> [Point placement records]
____
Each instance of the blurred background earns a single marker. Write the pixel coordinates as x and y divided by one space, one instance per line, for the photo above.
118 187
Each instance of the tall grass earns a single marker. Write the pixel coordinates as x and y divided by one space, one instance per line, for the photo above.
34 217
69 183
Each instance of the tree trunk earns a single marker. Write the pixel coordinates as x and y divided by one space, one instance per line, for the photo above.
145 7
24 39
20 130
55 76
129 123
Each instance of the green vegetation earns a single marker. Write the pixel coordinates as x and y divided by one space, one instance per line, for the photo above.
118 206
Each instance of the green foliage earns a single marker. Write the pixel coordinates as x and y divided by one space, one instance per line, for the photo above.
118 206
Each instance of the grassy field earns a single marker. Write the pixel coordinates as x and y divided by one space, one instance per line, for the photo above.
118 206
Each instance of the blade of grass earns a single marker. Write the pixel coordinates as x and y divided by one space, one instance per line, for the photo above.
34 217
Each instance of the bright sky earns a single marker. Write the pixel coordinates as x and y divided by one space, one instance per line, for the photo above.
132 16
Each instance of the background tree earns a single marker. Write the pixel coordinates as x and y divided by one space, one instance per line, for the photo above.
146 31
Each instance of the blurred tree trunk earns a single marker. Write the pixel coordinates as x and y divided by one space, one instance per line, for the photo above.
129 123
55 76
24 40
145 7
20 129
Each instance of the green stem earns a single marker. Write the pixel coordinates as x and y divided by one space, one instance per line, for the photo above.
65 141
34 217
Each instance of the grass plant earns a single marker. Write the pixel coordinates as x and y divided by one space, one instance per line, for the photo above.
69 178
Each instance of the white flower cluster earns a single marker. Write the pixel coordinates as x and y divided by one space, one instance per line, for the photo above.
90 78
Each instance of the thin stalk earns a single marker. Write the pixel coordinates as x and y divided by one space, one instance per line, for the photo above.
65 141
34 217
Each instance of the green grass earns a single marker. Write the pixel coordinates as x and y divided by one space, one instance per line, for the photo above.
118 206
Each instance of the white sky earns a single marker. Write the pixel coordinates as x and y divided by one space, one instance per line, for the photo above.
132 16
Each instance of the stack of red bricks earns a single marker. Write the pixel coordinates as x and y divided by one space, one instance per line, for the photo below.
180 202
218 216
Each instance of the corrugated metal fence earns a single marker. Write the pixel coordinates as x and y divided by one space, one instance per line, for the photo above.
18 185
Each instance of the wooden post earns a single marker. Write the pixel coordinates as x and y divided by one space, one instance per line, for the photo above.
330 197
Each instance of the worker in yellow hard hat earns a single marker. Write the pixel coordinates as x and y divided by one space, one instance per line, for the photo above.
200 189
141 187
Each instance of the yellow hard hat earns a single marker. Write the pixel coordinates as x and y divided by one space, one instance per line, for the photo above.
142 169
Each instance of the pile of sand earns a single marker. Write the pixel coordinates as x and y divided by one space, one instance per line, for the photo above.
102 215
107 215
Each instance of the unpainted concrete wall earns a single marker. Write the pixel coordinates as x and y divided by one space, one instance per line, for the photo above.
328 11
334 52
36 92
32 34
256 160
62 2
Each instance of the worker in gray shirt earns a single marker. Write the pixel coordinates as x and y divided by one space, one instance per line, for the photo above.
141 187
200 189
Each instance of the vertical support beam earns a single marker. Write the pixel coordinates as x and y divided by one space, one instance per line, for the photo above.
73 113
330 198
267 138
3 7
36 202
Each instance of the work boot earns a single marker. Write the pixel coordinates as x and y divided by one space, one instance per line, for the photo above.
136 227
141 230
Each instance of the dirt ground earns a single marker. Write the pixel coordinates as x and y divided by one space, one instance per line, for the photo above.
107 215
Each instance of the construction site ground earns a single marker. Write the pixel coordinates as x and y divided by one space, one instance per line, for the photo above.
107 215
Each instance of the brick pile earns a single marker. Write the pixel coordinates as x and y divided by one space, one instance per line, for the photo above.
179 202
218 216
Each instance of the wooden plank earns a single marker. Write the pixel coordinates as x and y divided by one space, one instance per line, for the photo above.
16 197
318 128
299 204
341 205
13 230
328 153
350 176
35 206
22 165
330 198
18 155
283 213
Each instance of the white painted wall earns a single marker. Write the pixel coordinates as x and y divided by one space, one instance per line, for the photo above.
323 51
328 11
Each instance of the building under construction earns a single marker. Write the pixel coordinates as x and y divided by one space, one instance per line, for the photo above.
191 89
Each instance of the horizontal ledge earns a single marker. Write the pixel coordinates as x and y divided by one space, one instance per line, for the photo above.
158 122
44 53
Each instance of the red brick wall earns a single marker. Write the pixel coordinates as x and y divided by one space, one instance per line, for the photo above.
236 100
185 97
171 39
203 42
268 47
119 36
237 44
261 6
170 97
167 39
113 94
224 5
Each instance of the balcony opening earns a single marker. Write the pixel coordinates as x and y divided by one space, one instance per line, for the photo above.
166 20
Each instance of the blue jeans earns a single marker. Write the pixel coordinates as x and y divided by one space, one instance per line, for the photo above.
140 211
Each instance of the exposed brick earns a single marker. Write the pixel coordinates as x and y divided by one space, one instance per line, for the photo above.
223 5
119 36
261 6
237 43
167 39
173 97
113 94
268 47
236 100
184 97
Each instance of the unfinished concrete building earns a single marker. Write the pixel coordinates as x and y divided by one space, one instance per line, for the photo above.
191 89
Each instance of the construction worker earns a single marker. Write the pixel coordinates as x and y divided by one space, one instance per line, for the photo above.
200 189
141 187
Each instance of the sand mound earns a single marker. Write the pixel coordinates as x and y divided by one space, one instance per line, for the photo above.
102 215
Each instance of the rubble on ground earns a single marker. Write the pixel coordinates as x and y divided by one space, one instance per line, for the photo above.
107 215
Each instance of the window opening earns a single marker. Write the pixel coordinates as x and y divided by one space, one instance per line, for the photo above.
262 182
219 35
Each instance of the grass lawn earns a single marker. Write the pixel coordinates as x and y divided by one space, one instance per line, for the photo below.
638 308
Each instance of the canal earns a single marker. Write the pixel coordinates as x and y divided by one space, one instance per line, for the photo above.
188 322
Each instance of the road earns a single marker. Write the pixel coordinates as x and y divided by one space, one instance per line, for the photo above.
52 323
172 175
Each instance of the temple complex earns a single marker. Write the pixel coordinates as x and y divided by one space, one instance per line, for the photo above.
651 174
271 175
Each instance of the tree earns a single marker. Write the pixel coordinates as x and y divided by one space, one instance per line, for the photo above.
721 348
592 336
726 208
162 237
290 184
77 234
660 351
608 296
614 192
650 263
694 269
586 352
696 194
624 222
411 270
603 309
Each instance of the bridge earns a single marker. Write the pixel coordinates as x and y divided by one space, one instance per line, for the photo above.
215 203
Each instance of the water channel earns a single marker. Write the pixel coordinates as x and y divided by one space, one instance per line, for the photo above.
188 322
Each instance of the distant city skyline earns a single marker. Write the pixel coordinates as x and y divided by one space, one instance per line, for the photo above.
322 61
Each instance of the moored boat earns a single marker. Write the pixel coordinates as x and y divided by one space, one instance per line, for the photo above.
____
> [Short problem] Reproduce the data in its entirety, matching each character.

> [Expected output]
Each instance of the blurred background earns a single marker. Write the pixel coordinates as x and y divided by one space, one instance per line, for the photo above.
118 187
Each instance of the tall grass earns a single marker. Write the pixel coordinates as x and y divided by one space, one instance per line, for the photo above.
34 217
69 183
Each instance of the tree trunk earns a single marker. Write the pixel coordinates as x and y divided by one space, one instance per line, for the photo above.
145 7
24 39
20 130
55 76
129 123
Each instance of the green vegetation earns a single marker. Write the pixel coordinates as x and y divided by one space, one instance per line, for the photo above.
118 206
Each instance of the green foliage earns a single marker. Write the pixel coordinates as x and y divided by one space, one instance per line, for the photo above.
118 206
Each instance of the grassy field earns a single marker. Write the pixel coordinates as x and y divided by one space, one instance per line, for the photo above.
118 206
Each instance of the blade of grass earns a single marker. Write the pixel coordinates as x and y divided by one space, one instance per line, for the photo above.
34 217
Each instance of the bright sky earns a single marker. Write the pixel coordinates as x and y divided by one space, one instance per line, for the photo above.
132 16
Each instance of the background tree earns a single marker. Write the pixel coordinates as x and y divided by one space, one instance per line, for the photo above.
146 31
Each instance of the blurred tree trunk earns a single marker. Write the pixel coordinates as x and y divided by one space, one instance per line, for the photo above.
129 123
55 76
24 40
145 7
20 129
Each instance of the green stem earns a single marker. Write the pixel coordinates as x and y divided by one space, one instance per line, for the photo above.
65 141
34 217
Each instance of the grass plant earns a single marker. Write the pixel coordinates as x and y divided by one space, one instance per line, for the photo above.
69 178
Each instance of the white flower cluster earns a single marker. Write the pixel coordinates as x and y divided by one space, one instance per line, for the photo above.
90 78
Each instance of the thin stalk earns a single marker. Write the pixel coordinates as x and y divided by one space, one instance per line, for the photo above.
65 141
34 217
Each instance of the green grass earns a single marker. Write the pixel coordinates as x and y divided by one space, one instance per line, for the photo above.
118 206
Each instance of the white sky earns a single marker. Write the pixel coordinates as x and y divided by one space, one instance per line, for the photo above.
132 16
Each instance of the stack of red bricks earns a single marker. Write the pixel coordinates as x and y divided by one space, one instance per line, for the photo below.
180 202
218 216
Each instance of the corrugated metal fence earns a single marker. Write the pixel coordinates as x and y divided by one space, one instance per line, for the photo above.
18 185
Each instance of the wooden post earns a single marker. Write the pixel coordinates as x and y divided by one space, one instance per line, for the photo above.
330 197
Each instance of the worker in yellow hard hat earns a single marker. Write the pixel coordinates as x and y divided by one space, one instance per line, for the photo above.
200 189
141 187
Each instance of the yellow hard hat earns a single marker. Write the pixel coordinates as x and y divided by one space, one instance per line, for the photo above.
142 169
Each instance of the pile of sand earns a single marker. Write the pixel coordinates as x and y divided by one space, one instance per line, for the photo above.
102 215
107 215
Each instance of the unpainted concrete wall earns a single marker. Write the pixel coordinates as x and y divided by one space, one instance per line, for the photo above.
328 11
334 52
36 92
32 34
256 160
62 2
Each instance of the worker in gray shirt earns a single marker. Write the pixel coordinates as x and y divided by one space, one instance per line, for the photo above.
141 187
200 189
Each instance of the vertical support beam earns a single marker. Write the pixel coordinates as x and y divided by one space, one instance per line, for the photo above.
73 113
330 198
267 138
3 7
36 202
Each instance of the work boot earns a single marker. Write the pixel coordinates as x and y divided by one space, one instance per line, for the photo above.
136 227
141 230
Each instance of the dirt ground earns a single marker. Write the pixel coordinates as x and y divided by one space, one instance per line, for the photo above.
107 215
Each instance of the construction site ground earns a single marker. Write the pixel coordinates as x and y divided by one space, one instance per line, for the photo above.
107 215
Each instance of the brick pile earns a single marker. Write the pixel coordinates as x and y divided by one space, one instance per line, for the photo above.
179 202
218 216
Each instance of the wooden plank earns a single marker. Write the pixel coordinates as x and y divided by one space, one instance per line, for the photo above.
16 197
318 128
299 204
341 205
13 230
328 153
350 176
35 206
22 165
330 198
18 155
283 213
Each instance of the white painted wall earns a single marker. Write the pixel coordinates as x and y divided by one space, one instance per line, for the photo above.
323 51
328 11
Each instance of the building under construction earns a single marker. Write the pixel coordinates as x and y divided by one space, one instance per line, for the photo above.
191 89
Each instance of the horizontal ledge earns a single marker. Write the pixel coordinates as x and y divided by one space, one instance per line, for the photo above.
158 122
44 53
Each instance of the red brick wall earns a single marker. Write the pixel coordinates as x and y divided by one space, one instance per line, for the photo above.
236 100
185 97
171 39
203 42
268 47
119 36
237 44
261 6
170 97
167 39
113 94
224 5
Each instance of the balcony opening earns a single marker. Write the pixel coordinates as x and y divided by one space, one instance per line, for the photo above.
166 20
Each instance of the blue jeans earns a single marker. Write the pixel coordinates as x and y divided by one space, one instance per line, for the photo above.
140 211
Each instance of the exposed brick earns a single marker. Write the pixel coordinates as x and y divided by one space, one instance per line, for the photo above.
223 5
119 36
261 6
237 43
167 39
173 97
113 94
268 47
236 100
184 97
Each instance of the unfinished concrete building earns a single marker. Write the pixel coordinates as x and y divided by one space, one instance per line, for the photo above.
191 89
Each instance of the construction worker earns a single marker. Write the pixel coordinates as x and y divided by one space, one instance per line, for the photo above.
200 189
141 187
Each instance of the sand mound earns a single marker. Write the pixel coordinates as x and y divided by one space, one instance per line, for the photo above.
102 215
Each instance of the rubble on ground earns a single marker. Write the pixel coordinates as x and y divided by one space, one instance per line, for the photo above.
107 215
Each instance of the window opening earns a single marker. Write the pixel coordinates as x and y divided by one space, one instance per line, for the photo above.
262 182
219 35
Each instance of the grass lawn earns a single marker. Write the pixel coordinates as x and y divided by one space, one instance per line, for the photo below.
638 308
Each instance of the canal earns a single marker. Write the pixel coordinates as x and y divided by one space, one instance per line, for the photo above.
188 322
Each instance of the road earns a single marker. Write the pixel coordinates as x and y divided by one space, one instance per line, for the photo above.
52 323
172 175
Each instance of the temple complex earns a single marker. Write the pixel coordinates as x and y divided by one space, one instance per line, for the photo above.
651 174
271 175
Each instance of the tree earns a single marker. Write the pixel coordinates as x and y divided by one space, one instance per line, for the photo above.
721 348
592 336
726 208
162 237
290 184
77 234
660 351
608 296
614 192
650 263
694 269
586 352
696 194
624 222
411 270
603 309
Each instance of the bridge earns a single marker. Write the pixel coordinates as x and y divided by one space, one instance per line, for the photo above.
215 203
Each instance of the water channel earns a single marker. Write the pixel coordinates as x and y divided by one space, one instance per line, for the photo above.
188 322
Each instance of the distant city skyline earns a single marker. Write the pixel coordinates as x and y divided by one space, one instance per line, for the photo above.
322 61
Each instance of the moored boat earns a single marker. Write the pixel coordinates as x and y divided by one space, one instance per line, for the photo above.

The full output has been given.